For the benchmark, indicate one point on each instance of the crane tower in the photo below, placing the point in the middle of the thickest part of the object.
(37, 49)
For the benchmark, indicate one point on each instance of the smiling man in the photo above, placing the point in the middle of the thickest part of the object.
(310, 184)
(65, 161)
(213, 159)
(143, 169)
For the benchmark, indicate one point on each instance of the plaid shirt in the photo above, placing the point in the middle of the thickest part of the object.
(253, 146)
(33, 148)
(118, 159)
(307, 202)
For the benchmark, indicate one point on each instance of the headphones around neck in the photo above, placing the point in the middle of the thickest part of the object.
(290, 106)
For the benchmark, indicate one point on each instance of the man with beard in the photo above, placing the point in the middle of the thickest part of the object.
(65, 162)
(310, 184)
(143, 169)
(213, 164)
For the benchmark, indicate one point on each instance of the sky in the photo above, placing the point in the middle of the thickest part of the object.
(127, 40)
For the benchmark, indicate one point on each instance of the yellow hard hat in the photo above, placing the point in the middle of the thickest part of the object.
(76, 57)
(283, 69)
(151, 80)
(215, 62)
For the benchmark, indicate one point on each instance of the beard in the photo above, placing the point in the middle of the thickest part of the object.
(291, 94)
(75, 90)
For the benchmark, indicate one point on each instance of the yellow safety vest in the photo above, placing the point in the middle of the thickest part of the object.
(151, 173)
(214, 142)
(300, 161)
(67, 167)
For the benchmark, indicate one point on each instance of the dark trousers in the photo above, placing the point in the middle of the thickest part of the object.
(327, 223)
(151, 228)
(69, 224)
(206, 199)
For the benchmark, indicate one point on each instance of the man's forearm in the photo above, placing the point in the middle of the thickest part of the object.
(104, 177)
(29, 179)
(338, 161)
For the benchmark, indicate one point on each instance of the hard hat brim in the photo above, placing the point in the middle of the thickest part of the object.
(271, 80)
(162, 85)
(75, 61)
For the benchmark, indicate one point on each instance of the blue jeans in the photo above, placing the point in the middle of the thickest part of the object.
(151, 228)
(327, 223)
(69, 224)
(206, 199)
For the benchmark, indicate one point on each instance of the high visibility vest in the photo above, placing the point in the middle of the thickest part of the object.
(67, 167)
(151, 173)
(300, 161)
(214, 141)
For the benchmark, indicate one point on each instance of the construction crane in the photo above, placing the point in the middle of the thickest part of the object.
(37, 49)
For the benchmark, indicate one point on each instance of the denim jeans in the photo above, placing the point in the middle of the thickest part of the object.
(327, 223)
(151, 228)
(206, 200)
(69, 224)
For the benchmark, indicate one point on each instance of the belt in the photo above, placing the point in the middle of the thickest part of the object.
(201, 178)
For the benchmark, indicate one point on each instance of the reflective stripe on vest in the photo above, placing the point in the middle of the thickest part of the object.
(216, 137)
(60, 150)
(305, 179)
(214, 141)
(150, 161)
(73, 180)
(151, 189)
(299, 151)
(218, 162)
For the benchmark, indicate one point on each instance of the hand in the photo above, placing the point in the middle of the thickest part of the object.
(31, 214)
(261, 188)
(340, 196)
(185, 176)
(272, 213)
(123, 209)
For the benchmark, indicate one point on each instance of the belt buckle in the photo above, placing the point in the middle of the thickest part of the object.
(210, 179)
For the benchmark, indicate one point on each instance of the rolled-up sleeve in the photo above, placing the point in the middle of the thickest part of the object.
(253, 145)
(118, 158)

══════════

EXERCISE REQUIREMENTS
Take the entries and copy them out exactly.

ANSWER TO THIS TASK
For the benchmark, indicate one point on each instance of the crane tower in the photo below, placing the point in the middle of the thickest part of the object.
(37, 49)
For the benchmark, indicate one point on each instance of the smiling man in the photo above, placing the point in the middle of the thickest part of the object.
(310, 184)
(65, 161)
(213, 159)
(143, 169)
For the benchmark, indicate one point on each instance of the plaid shirt in the photo above, placing the point in the middle of the thickest part of the object.
(253, 146)
(33, 148)
(118, 159)
(307, 202)
For the benchmark, indicate one point on each instance of the headphones around neck in the photo above, placing the point in the middle of the thickest part of the object.
(290, 106)
For the benchmark, indicate one point on each instance of the man with beard in the photo above, placing the point in the middle of the thickest part of the object.
(65, 162)
(310, 184)
(143, 169)
(213, 164)
For the benchmark, indicate one point on each instance of the sky in the photo above, placing the point in the middle of the thickest part of the object.
(127, 40)
For the benchmark, indicate one point on each instance of the yellow hard hat in the photo above, placing the point in the middle of the thickest part of the object.
(76, 57)
(283, 69)
(151, 80)
(215, 62)
For the benchmark, indicate one point on each instance of the beard in the photo above, placing the point in the middle of the thickest part of the object.
(291, 94)
(75, 90)
For the benchmark, indicate one point on each instance of the yellow safety vest in the photo above, placing the point in the middle of the thickest part of the object.
(151, 173)
(214, 142)
(300, 161)
(67, 167)
For the benchmark, indicate one point on each instance of the dark trousers in the photo above, placing the point in the middle of the thickest part of the object.
(327, 223)
(151, 228)
(69, 224)
(206, 199)
For the benchmark, indicate one point on each instance of the man's forearm in the photo above, placing the point in the middle of the thickest part of the object.
(104, 177)
(29, 179)
(338, 161)
For the benchmark, indicate one point on each instance of the hard hat brim in the photo above, placing the point in the middle of the thickest part of the object.
(271, 80)
(162, 85)
(75, 61)
For the benchmark, indicate one point on each instance of the blue jeans in the photo above, placing the point in the middle of the thickest part of the object.
(151, 228)
(327, 223)
(69, 224)
(206, 199)
For the benchmark, indicate one point on each instance of the high visibility vest in the photo above, placing the point in the middle of the thickest part of the object.
(67, 167)
(151, 173)
(300, 161)
(214, 141)
For the benchmark, indicate one point on each instance of the construction crane in the photo above, placing the point in the middle of the thickest part of the object.
(37, 49)
For the benchmark, indicate one point on each instance of the denim jeans in the photo above, placing the point in the middle of the thickest part of the object.
(327, 223)
(151, 228)
(206, 200)
(69, 224)
For the benchmark, indicate one point on each instance of the belt in the photo above, placing the point in the middle of the thickest part of the object.
(201, 178)
For the benchmark, indicate one point on each instance of the reflective stripe on vest in the photo above, placing the point in the middle of the thickest part of the object.
(216, 137)
(60, 150)
(305, 179)
(214, 141)
(150, 161)
(73, 180)
(151, 189)
(299, 151)
(218, 162)
For the benchmark, indicate one point on each instance of the hand in the photo above, placing the point in the middle of the thickest part of the object.
(31, 214)
(261, 188)
(340, 196)
(185, 176)
(272, 213)
(123, 209)
For the benchmark, indicate one point on each instance of the belt buckle in the photo above, placing the point in the middle of the thickest part of the object.
(210, 179)
For the benchmark, indicate one point on each instance of the rolled-up sleeve in the photo above, placing the point in the middle of the thickest part of the object.
(253, 145)
(118, 158)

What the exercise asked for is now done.